(Passage to read)

Created a system to automatically classify web page content into 30 categories, based on Naive Bayes classification methods. The system categorized over 10 million sites with an estimated misclassification rate of under 10% at 50% recall.
Developed a system that rates HTTP requests with a score indicating the chance the request might fetch malicious content. The system combines multiple sources of data consisting of URL portions or IP ranges; each source may contribute positively or negatively. Reputation is used on web proxy devices to block potentially malicious requests, as well as divert from further scanning traffic that is highly likely to be clean.
Developed systems to process traffic samples sent back from web proxy appliances. IronPort has several thousand appliances deployed at customer sites throughout the world, forming a sensor network of web-related data. This data is automatically fed back into Web Reputation and other systems. We also use it to evaluate efficacy and measure new techniques.
Extracted static client code and dependencies into a dynamically updateable package, taking into account potential differences in system libraries and hardware architecture between client platform releases. Distinct from system upgrades, the engine is automatically updated live on the appliance to the current provisioned version, without any input or interaction by the administrator.
The NVLog is an intent journal used in WAFL (Write-Anywhere File Layout) to ensure data integrity in the event of a system crash or abrupt shutdown. Since all writes are logged to the journal, this part of the system was a serialization point and bottleneck. I rewrote the way journal writes are done to nearly eliminate lock contention, leading to an overall system performance gain of over 10% by throughput.
Outlined a design for dynamic microcores, a reporting and debugging feature. Microcores are partial coredump files, only a few megabytes. The project aimed to let engineers write descriptive recipes to identify memory regions, and trigger microcore generation upon hitting system events. For example, if a system message warns about possible corruption in a block, one could identify interesting memory regions relative to the in-core structures for the block and inode in the message.
Investigated the question of whether the use of different interaction techniques might impact the memory of a user. I designed a set of two experiments to address this: The first, a preliminary study confirming a well-known difference in performance between positional- and velocity-based controls, helped to verify my experimental methodology. The second, a comparison between three interaction modes in an immersive environment, was statistically inconclusive. Anecdotal evidence, however, suggested that for many subjects, memory performance improved with a full-body walking interaction.
Wrote and reviewed proposals for a 6-week project in a mock grant proposal process during a class on scientific visualization. Carried out research on my project on electrode parameter settings in deep brain stimulation for obsessive compulsive disorder, collaborating with Benjamin Greenberg, a psychiatrist at Butler Hospital. Presented a poster of this project in SIGGRAPH 2004.
Created a software package for creating interactive differential geometry visualizations, and produced class labs and demonstrations using this software. Staff and students continue to use this package in new applications and to explore mathematical concepts in several courses at Brown, including differential geometry, combinatorial topology, calculus, geometry, and linear algebra. It has also been used by Prof. Banchoff in classes at UCLA, Notre Dame, University of Georgia, and Stanford.

(End Passage to read)

**Required actions**
A) Answer these questions about the project summaries:
(i) Into how many categories did the web page classification system sort content?
(ii) What overall throughput gain resulted from the rewrite of the NVLog journal writes?
(iii) Where was the poster on the deep brain stimulation project presented?
B) Return the part of the project summaries starting with "Wrote and reviewed" and going on through "Georgia, and Stanford.", copied word for word.
The lines after the project summaries are not required.

(Excerpted records)

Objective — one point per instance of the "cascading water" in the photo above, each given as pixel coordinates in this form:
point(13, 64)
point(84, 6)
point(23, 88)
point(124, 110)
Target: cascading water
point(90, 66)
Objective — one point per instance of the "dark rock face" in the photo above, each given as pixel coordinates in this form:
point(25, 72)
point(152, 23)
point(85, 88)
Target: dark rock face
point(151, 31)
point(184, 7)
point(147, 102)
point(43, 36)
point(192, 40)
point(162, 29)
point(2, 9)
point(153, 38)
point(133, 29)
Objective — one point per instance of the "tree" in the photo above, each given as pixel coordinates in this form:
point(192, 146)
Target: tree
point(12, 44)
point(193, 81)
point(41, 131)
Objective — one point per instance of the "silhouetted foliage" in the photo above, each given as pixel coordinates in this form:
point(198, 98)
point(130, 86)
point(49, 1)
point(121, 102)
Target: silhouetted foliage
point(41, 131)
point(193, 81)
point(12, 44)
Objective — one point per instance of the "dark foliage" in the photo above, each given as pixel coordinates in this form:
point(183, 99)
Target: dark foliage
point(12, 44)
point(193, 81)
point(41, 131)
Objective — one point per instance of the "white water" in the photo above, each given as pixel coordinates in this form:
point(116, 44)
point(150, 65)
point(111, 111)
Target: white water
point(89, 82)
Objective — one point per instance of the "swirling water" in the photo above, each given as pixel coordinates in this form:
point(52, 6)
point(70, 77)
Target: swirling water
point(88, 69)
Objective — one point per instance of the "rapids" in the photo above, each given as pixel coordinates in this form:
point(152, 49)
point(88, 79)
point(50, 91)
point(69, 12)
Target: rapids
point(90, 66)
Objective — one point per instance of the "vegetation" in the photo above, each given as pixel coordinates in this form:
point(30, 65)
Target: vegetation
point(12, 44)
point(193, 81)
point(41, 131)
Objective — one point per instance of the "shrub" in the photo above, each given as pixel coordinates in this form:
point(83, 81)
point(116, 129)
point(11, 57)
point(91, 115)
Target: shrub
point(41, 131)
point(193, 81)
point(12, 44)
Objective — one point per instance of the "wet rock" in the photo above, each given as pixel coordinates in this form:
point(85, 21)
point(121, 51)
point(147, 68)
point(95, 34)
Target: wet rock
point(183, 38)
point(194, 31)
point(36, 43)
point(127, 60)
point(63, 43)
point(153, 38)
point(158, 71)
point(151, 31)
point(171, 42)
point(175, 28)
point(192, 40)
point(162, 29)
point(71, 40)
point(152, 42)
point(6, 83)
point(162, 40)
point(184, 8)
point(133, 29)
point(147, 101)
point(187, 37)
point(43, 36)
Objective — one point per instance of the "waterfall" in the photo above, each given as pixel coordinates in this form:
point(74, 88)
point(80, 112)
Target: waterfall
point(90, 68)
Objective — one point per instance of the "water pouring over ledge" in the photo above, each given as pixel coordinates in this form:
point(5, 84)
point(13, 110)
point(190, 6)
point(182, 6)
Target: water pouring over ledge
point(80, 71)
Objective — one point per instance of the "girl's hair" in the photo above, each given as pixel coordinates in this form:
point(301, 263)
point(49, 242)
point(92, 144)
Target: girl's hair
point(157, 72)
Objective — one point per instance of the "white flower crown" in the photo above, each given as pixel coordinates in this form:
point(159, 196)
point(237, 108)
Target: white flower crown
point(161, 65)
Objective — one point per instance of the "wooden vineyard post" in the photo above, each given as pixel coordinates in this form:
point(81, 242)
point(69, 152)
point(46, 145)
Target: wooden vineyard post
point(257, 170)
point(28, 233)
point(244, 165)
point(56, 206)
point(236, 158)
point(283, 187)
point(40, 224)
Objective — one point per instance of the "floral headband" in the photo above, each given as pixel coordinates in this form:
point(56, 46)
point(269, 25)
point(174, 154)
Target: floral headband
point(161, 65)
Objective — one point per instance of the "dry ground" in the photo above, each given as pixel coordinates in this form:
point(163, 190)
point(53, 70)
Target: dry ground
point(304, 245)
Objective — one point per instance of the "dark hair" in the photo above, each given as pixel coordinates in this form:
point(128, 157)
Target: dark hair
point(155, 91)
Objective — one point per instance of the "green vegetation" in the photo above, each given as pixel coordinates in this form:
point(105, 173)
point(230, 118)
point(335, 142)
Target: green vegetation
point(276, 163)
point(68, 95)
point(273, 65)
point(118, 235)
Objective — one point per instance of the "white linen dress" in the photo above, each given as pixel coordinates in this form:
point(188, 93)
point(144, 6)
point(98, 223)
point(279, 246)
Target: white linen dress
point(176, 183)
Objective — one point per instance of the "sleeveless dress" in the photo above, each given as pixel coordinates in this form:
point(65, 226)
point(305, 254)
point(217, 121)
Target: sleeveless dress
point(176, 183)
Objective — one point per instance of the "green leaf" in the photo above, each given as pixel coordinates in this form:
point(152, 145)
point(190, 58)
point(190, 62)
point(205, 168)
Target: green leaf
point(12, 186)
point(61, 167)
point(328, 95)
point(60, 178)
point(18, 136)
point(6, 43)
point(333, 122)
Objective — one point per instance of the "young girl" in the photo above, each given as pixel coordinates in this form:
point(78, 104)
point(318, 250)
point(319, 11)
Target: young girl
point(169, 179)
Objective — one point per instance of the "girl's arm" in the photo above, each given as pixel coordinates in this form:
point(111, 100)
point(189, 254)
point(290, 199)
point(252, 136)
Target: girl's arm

(End Excerpted records)

**Exercise results**
A)
(i) 30 categories
(ii) Over 10%
(iii) SIGGRAPH 2004

B)
Wrote and reviewed proposals for a 6-week project in a mock grant proposal process during a class on scientific visualization. Carried out research on my project on electrode parameter settings in deep brain stimulation for obsessive compulsive disorder, collaborating with Benjamin Greenberg, a psychiatrist at Butler Hospital. Presented a poster of this project in SIGGRAPH 2004.
Created a software package for creating interactive differential geometry visualizations, and produced class labs and demonstrations using this software. Staff and students continue to use this package in new applications and to explore mathematical concepts in several courses at Brown, including differential geometry, combinatorial topology, calculus, geometry, and linear algebra. It has also been used by Prof. Banchoff in classes at UCLA, Notre Dame, University of Georgia, and Stanford.